It may take a few hours to a few days after being infected with viral meningitis to have any of the following :
- High fever and chills
- A stiff neck or neck pain
- Severe headache
- Nausea or vomiting
- Red or purple rash
- Eye pain when you look into bright lights
- Sleepiness or confusion
How is viral meningitis diagnosed?
- Lumbar puncture is a procedure in which a needle is inserted in your back and into your spinal canal. This is usually done to collect cerebrospinal fluid (CSF). CSF is a clear, protective fluid that flows around the brain and inside the spinal canal. The fluid will be sent to a lab to check for infection.
- Blood tests may be done to check for signs of infection.
- Throat and stool cultures may be done. A swab of your throat or a bowel movement sample may be collected to learn what virus is causing your symptoms.
How is viral meningitis treated?

**About this task**
Translate this sentence from the text on viral meningitis into French: "Blood tests may be done to check for signs of infection." The lines that come next aren't needed for any of the work here.

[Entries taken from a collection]
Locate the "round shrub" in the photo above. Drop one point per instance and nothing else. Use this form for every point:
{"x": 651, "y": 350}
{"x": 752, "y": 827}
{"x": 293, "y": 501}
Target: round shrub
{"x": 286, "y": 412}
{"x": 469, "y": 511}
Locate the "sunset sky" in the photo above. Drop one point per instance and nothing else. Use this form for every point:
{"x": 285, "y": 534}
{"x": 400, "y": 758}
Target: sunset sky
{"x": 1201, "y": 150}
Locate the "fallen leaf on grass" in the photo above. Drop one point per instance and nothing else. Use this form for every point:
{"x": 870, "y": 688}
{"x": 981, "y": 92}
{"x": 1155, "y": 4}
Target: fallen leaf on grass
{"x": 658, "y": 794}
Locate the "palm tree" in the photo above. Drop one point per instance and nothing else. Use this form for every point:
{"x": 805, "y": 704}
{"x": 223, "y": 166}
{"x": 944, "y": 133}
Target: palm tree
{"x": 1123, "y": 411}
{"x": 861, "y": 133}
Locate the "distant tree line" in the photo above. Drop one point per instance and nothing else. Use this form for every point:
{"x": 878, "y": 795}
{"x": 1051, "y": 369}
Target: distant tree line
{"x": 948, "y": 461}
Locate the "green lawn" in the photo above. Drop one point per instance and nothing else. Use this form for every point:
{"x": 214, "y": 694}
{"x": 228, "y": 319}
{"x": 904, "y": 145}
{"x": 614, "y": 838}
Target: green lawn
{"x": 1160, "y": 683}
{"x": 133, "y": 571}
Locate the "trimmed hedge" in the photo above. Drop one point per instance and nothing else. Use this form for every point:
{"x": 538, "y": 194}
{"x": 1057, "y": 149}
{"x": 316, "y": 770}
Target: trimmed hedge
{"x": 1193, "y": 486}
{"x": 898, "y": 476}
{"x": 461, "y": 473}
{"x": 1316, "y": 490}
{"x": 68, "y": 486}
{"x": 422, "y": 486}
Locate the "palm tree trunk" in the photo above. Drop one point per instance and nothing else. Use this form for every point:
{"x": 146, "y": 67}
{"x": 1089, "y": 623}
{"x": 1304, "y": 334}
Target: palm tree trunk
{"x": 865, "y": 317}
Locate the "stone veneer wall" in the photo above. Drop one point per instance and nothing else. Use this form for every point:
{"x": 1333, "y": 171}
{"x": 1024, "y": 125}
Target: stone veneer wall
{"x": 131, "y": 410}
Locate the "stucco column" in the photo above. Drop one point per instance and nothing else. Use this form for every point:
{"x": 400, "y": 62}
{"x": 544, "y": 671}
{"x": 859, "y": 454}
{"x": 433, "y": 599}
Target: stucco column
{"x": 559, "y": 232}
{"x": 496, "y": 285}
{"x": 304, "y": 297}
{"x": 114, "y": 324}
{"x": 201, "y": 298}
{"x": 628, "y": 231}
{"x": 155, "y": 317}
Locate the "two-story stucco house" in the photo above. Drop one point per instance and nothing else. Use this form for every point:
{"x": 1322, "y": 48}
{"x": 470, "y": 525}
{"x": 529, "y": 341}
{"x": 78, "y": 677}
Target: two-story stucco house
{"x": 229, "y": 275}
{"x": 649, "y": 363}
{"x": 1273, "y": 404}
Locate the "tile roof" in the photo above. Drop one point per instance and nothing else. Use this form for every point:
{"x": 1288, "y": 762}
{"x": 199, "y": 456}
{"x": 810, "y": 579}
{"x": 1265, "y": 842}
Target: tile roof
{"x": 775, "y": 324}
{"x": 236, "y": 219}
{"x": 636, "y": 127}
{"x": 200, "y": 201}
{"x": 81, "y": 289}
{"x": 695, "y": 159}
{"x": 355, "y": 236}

**Answer to the exercise**
Des analyses de sang peuvent être effectuées pour rechercher des signes d'infection.